→ Required task A:
Below are a text and a set of records. List every line of the records that contains the word "palm".

→ Document:

|---|

# Let's cook model

Let's combine what we've found so far.

- [What are ingredients?](https://www.kaggle.com/rejasupotaro/what-are-ingredients) (Preprocessing & Feature extraction)
- [Representations for ingredients](https://www.kaggle.com/rejasupotaro/representations-for-ingredients)

Steps are below.

1. Load dataset
2. Remove outliers
3. Preprocess
4. Create model
5. Check local CV
6. Train model
7. Check predicted values
8. Make submission

In [1]:
import json
import re
import unidecode
import numpy as np
import pandas as pd
from collections import defaultdict
from nltk.stem import WordNetLemmatizer
from sklearn.ensemble import GradientBoostingClassifier
from sklearn.feature_extraction.text import TfidfVectorizer
from sklearn.linear_model import LogisticRegression, SGDClassifier
from sklearn.metrics import accuracy_score, classification_report
from sklearn.model_selection import cross_validate
from sklearn.multiclass import OneVsRestClassifier
from sklearn.neural_network import MLPClassifier
from sklearn.svm import SVC
from sklearn.pipeline import make_pipeline, make_union
from sklearn.preprocessing import FunctionTransformer, LabelEncoder
from tqdm import tqdm
tqdm.pandas()

|---|

→ Required task B:
Translate the sentence "Let's combine what we've found so far." from the notebook above into Spanish.

|---|

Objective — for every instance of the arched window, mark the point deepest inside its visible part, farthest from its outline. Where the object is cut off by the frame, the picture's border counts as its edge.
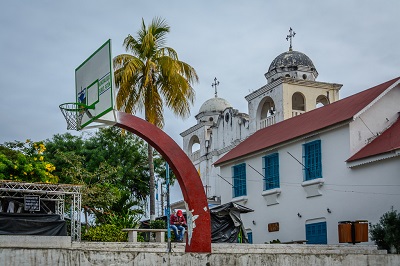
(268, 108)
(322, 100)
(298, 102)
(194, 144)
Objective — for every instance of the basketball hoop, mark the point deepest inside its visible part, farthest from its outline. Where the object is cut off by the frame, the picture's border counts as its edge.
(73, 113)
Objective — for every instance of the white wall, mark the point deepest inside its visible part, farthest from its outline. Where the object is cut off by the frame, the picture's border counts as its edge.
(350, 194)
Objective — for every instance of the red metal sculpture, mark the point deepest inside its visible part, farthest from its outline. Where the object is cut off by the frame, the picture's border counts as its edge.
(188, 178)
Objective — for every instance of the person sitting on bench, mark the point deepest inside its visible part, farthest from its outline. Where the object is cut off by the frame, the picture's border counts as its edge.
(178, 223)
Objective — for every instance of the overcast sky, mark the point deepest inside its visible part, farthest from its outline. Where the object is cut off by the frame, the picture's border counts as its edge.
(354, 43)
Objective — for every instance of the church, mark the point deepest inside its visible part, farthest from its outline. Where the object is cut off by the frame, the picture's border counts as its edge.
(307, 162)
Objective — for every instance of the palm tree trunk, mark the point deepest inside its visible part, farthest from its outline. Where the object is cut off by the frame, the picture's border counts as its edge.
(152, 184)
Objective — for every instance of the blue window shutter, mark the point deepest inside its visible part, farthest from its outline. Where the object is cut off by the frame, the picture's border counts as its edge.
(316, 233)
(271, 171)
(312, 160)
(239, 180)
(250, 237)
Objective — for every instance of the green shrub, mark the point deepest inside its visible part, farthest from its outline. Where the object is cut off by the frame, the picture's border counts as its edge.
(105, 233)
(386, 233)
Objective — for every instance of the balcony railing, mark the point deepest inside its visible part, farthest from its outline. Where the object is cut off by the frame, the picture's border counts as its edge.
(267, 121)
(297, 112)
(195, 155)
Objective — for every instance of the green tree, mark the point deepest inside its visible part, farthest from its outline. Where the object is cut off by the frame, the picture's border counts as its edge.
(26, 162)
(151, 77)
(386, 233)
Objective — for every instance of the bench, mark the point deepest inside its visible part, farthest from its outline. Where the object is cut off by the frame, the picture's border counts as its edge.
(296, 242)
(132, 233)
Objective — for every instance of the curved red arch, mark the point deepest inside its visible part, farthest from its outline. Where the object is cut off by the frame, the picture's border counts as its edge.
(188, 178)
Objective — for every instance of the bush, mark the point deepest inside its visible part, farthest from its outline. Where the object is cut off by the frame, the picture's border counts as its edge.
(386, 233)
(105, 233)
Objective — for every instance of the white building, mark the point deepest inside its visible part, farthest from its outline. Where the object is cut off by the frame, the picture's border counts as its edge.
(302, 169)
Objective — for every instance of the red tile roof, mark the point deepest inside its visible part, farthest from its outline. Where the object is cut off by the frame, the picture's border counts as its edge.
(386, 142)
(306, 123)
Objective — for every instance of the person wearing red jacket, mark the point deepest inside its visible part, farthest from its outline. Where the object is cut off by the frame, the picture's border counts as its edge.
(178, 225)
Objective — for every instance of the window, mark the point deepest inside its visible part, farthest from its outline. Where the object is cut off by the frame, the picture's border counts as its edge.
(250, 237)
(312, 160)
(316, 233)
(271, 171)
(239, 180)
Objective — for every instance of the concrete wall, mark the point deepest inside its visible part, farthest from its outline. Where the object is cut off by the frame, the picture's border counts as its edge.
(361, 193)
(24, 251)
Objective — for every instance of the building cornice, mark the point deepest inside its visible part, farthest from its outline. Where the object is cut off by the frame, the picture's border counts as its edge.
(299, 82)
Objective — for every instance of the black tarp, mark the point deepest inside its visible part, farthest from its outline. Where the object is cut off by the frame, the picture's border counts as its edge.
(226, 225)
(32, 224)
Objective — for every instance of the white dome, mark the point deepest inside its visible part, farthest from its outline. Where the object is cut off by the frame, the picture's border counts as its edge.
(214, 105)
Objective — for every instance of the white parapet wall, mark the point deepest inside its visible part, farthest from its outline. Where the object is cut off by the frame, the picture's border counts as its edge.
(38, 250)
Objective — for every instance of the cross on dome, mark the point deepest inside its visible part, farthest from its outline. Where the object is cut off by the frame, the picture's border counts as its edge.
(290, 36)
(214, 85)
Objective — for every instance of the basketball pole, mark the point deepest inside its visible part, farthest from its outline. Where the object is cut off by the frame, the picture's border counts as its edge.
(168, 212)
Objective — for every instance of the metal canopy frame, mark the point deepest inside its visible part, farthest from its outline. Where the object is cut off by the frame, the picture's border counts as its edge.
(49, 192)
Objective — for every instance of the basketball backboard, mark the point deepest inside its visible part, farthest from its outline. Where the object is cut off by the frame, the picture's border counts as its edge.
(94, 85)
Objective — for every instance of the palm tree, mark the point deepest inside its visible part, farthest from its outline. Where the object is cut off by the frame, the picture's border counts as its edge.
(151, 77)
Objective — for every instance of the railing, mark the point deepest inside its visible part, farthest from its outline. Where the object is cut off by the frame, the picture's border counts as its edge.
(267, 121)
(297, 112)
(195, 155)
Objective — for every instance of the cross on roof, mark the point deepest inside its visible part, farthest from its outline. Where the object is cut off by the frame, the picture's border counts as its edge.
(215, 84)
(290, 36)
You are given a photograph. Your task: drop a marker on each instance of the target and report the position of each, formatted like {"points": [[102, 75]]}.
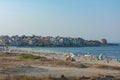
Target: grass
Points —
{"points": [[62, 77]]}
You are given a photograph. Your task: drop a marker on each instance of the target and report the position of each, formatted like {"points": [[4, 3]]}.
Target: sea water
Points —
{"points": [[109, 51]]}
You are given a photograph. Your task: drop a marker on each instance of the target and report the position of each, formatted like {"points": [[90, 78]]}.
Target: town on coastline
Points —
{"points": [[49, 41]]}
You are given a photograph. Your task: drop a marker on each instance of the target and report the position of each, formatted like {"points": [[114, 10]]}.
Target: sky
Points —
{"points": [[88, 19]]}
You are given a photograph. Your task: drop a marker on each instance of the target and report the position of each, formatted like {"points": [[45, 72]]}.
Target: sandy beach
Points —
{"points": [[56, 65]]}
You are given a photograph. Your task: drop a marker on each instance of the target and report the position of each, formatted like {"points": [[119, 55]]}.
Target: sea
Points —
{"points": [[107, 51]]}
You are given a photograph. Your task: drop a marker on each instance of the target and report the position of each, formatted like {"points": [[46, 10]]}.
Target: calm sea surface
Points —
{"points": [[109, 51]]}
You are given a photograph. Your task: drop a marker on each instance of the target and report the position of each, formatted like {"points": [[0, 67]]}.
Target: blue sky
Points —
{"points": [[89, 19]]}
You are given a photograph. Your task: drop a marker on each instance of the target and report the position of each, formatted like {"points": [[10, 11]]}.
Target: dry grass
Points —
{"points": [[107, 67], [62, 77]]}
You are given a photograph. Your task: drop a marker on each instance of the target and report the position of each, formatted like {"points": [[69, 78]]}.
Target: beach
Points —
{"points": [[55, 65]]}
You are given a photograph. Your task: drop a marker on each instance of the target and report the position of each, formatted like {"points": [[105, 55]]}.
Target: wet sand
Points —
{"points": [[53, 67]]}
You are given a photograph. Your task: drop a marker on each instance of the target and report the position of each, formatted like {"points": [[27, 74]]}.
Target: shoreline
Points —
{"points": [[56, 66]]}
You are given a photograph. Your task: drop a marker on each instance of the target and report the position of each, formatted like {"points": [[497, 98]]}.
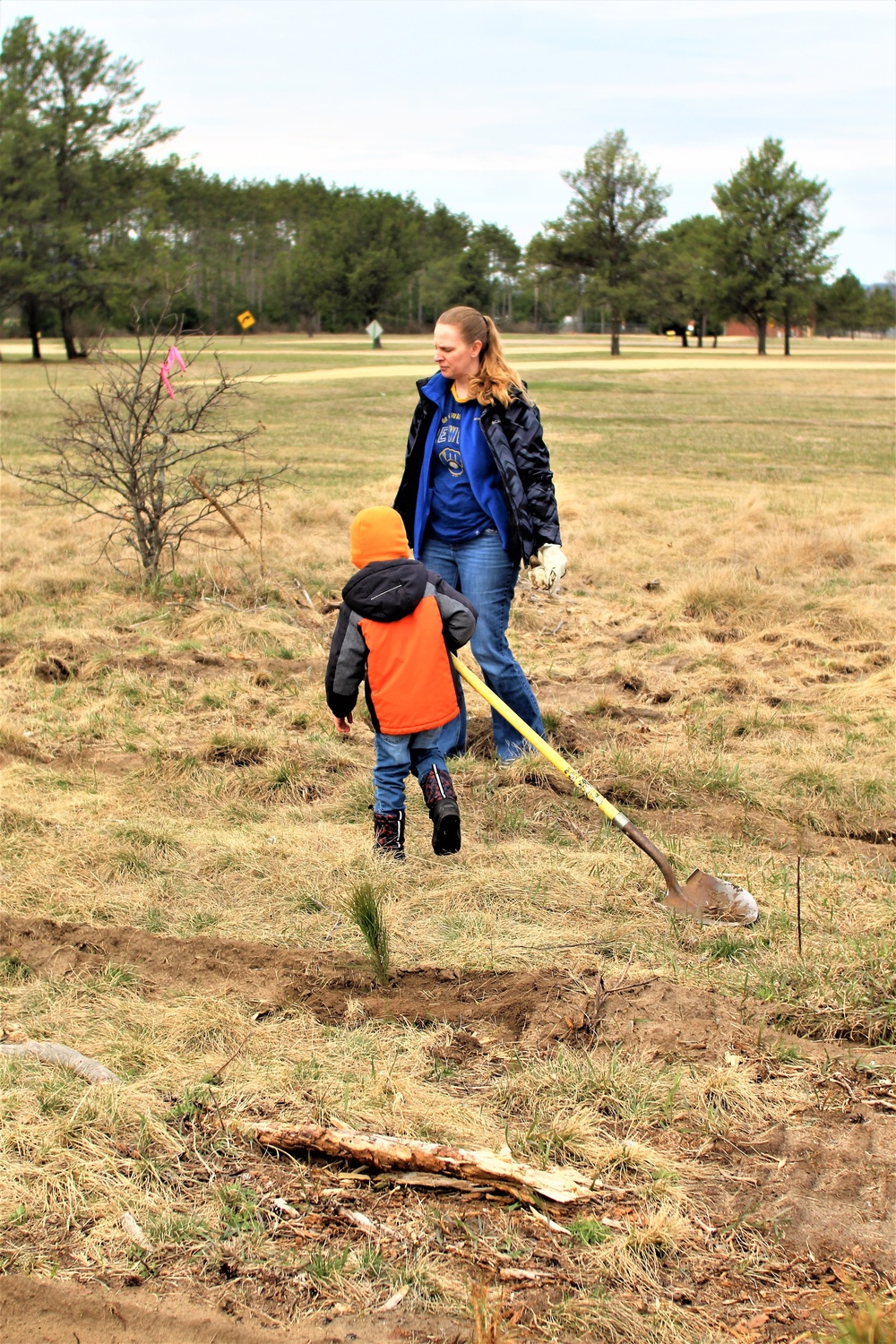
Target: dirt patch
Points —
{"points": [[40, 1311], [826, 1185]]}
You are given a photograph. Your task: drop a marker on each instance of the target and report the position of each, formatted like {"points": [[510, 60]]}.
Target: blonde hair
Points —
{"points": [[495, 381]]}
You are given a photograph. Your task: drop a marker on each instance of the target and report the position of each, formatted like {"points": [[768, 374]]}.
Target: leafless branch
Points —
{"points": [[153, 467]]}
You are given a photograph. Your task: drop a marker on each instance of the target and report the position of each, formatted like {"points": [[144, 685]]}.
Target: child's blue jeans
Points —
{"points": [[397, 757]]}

|---|

→ Written reply A:
Objective — for every instance of the palm tree trunk, mark the point deepest inside its visible part, farthest from its outline. Where the object is cut off by the frame, the picture's border counts as its edge.
Objective — for every instance of the palm tree, mark the point deepest inside its visible part, farthest from its outline. Where the object is cut off by the frame, the picture's border counts as its edge.

→ Written reply B:
Combinemos lo que hemos encontrado hasta ahora.